**WORK TO COMPLETE:** Would you copy each line of the data below that has "club"?
********************
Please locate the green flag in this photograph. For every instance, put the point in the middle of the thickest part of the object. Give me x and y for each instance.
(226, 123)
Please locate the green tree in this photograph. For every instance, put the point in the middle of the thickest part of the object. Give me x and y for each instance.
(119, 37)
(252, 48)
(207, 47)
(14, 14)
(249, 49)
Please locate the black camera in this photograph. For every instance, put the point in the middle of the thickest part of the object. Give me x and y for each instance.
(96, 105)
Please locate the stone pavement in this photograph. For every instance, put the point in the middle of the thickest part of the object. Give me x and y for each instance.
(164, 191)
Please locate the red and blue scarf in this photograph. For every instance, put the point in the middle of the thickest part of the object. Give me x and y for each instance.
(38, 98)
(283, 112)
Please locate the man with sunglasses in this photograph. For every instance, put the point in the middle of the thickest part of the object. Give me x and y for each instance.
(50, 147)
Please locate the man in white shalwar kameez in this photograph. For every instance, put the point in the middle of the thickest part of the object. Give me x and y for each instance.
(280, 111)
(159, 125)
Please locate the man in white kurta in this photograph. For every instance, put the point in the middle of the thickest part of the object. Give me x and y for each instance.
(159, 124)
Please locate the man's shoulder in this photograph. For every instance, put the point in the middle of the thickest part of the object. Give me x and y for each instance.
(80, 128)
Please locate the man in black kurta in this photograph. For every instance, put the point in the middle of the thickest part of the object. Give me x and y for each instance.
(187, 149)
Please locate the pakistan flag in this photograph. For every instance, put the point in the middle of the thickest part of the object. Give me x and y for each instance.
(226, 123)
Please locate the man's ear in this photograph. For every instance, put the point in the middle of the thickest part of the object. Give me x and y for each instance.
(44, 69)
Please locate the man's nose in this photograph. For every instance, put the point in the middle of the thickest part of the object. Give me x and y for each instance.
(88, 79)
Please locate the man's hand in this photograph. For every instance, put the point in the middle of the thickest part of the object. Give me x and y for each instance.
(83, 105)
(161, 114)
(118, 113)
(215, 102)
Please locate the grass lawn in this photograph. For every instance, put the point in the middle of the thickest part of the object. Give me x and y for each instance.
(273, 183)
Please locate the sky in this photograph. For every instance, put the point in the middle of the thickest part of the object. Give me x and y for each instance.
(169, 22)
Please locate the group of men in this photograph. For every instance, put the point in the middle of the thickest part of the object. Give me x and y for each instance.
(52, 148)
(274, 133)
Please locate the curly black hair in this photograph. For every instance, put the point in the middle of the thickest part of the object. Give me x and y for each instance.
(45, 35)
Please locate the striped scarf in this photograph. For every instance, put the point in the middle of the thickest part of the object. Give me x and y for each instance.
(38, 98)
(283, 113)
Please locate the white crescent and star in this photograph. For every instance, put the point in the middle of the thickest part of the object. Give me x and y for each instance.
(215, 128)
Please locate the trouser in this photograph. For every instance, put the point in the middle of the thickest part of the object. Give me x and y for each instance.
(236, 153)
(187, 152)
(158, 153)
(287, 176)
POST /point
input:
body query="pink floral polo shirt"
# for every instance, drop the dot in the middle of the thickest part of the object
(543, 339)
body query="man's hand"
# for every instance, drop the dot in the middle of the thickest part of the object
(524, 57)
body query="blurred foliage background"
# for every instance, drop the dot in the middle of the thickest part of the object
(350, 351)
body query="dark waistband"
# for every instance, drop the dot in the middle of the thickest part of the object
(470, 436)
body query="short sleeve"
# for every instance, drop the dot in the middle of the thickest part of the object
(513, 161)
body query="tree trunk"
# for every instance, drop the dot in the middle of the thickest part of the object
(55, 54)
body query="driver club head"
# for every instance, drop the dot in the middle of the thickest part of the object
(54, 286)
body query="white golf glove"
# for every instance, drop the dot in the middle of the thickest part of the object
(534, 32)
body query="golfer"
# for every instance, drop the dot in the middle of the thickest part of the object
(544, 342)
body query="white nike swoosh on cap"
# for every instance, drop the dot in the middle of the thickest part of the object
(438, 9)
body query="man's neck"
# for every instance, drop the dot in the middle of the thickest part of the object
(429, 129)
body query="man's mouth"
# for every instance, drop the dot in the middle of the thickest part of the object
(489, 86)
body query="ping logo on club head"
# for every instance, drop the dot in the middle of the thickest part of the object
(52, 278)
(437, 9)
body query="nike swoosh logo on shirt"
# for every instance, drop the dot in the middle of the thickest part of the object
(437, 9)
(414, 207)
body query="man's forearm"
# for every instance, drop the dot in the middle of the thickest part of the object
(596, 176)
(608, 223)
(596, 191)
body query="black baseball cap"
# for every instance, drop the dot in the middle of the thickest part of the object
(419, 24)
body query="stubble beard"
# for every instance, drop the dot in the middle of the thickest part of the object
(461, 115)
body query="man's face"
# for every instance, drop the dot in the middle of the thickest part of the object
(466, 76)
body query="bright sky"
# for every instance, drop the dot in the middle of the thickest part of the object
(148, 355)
********************
**EXERCISE OUTPUT:**
body query="driver club head"
body query="ping logo on club head"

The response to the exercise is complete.